Exercise tasks –
A. According to the maximum likelihood page, what principle guides the choice of parameter values in MLE?
B. Repeat part of the maximum likelihood page word for word, beginning at the words "Topic: Parametric Density" and stopping after the words "a training dataset.".

Selected extract –

Maximum Likelihood Estimation (MLE)#
Course: Statistical Machine Learning
Reference: Duda, R. O., Hart, P. E., & Stork, D. G. (2000). Pattern Classification (2nd ed.). Wiley-Interscience.
Topic: Parametric Density Estimation
1. Introduction#
In statistical pattern classification, a common assumption is that the data is generated by an underlying probability distribution with unknown parameters. For example, we may assume the features \(x\) follow a Gaussian (Normal) distribution. To make optimal decisions (e.g., classification using Bayes decision theory), we must estimate the parameters of these distributions from a training dataset.
Maximum Likelihood Estimation (MLE) is a standard parametric method used to estimate the unknown parameters \(\theta\) of a probability density function \(p(x|\theta)\) given a dataset \(\mathcal{D}\). The principle is to select the parameter values that make the observed data most probable.
2. The Likelihood Function#
The likelihood function, denoted as \(L(\theta|\mathcal{D})\), represents the probability of observing the specific dataset \(\mathcal{D}\) as a function of the parameters \(\theta\).
Key Distinction:
It is crucial to distinguish between the probability density function \(p(x|\theta)\) and the likelihood function \(L(\theta|\mathcal{D})\):
\(p(x|\theta)\): Describes the distribution of the data \(x\) for fixed parameters \(\theta\).

(A data block)
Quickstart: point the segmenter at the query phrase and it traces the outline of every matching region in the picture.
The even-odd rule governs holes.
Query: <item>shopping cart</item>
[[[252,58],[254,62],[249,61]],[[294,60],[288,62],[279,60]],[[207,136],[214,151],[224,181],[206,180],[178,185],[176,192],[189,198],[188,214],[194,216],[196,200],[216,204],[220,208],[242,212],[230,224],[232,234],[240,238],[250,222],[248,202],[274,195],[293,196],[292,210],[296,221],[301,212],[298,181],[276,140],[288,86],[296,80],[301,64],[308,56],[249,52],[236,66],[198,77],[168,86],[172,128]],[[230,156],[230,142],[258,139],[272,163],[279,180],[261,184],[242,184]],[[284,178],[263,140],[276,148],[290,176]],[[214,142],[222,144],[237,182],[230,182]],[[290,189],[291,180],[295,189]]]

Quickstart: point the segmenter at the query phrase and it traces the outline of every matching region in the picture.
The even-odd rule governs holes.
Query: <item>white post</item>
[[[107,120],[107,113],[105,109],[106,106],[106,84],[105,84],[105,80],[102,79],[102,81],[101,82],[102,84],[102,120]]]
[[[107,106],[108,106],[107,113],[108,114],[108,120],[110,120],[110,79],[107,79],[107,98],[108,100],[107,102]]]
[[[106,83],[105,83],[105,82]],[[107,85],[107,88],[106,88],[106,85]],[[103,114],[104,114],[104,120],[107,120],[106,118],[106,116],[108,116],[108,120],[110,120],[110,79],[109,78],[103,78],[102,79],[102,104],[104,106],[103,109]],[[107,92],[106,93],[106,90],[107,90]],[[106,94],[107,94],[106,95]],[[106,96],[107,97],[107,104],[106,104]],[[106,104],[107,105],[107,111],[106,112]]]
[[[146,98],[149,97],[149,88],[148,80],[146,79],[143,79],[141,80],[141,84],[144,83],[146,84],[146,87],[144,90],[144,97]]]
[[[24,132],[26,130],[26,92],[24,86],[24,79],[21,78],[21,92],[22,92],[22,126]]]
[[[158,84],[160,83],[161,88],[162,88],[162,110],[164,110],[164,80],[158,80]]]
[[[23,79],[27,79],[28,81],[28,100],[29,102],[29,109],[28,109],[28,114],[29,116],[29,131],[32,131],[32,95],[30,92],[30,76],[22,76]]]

Solution list –
A. Select the parameter values that make the observed data most probable.

B.
Topic: Parametric Density Estimation
1. Introduction#
In statistical pattern classification, a common assumption is that the data is generated by an underlying probability distribution with unknown parameters. For example, we may assume the features \(x\) follow a Gaussian (Normal) distribution. To make optimal decisions (e.g., classification using Bayes decision theory), we must estimate the parameters of these distributions from a training dataset.